**Selected extract:**
%%
3. For each value of $a \in A$, create a new descendant of the `NODE`.
4. Sort the training examples to the appropriate descendant node leaf.
5. If examples are perfectly classified, then `STOP` else iterate over the new leaf nodes.
## Aside:
- Do we know what nodes and edges are in graph theory?
- [Slides](https://cd-public.github.io/courses/old/cld24/slides/07.html#/2)
## Visualize
## In practice
- Where are going on vacation?
- If top 25 city in US, say city.
- Chicago
- If US but not top 25 city, say state.
- Utah
- If not US, say nation-state.
- Colombia
## Information Gain
- The *information content* of a piece of information is how "surprising" it is.
- In sports, perhaps, wins above replacement.
- In grades, perhaps, standard deviations above the mean
- In weather, perhaps, date of a rainstorm in desert vs in rainforest.
%%
**Information shown:**
%%
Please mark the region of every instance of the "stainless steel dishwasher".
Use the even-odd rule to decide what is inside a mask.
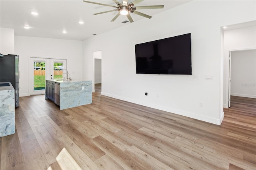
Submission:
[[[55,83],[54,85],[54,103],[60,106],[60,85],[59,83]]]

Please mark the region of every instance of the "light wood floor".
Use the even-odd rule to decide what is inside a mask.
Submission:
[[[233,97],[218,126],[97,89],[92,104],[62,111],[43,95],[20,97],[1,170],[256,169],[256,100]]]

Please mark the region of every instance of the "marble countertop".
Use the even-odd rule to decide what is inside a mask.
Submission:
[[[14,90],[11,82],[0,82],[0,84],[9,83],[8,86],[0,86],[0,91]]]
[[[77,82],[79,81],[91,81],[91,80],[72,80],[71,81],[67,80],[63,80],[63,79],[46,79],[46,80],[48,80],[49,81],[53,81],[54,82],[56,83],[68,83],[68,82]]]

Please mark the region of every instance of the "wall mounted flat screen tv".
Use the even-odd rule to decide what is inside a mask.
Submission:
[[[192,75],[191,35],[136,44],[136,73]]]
%%
%%
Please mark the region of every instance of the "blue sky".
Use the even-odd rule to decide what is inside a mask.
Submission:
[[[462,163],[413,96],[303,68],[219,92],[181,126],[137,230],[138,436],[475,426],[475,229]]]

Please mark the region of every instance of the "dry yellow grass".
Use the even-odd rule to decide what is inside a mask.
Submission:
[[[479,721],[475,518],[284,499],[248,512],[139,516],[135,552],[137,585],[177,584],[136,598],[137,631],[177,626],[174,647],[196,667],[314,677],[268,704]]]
%%
**What is required:**
Reproduce the decision tree notes between "3. For each" and "new leaf nodes.", inclusive. The records have no connection to the decision tree notes.

**Answer to the problem:**
3. For each value of $a \in A$, create a new descendant of the `NODE`.
4. Sort the training examples to the appropriate descendant node leaf.
5. If examples are perfectly classified, then `STOP` else iterate over the new leaf nodes.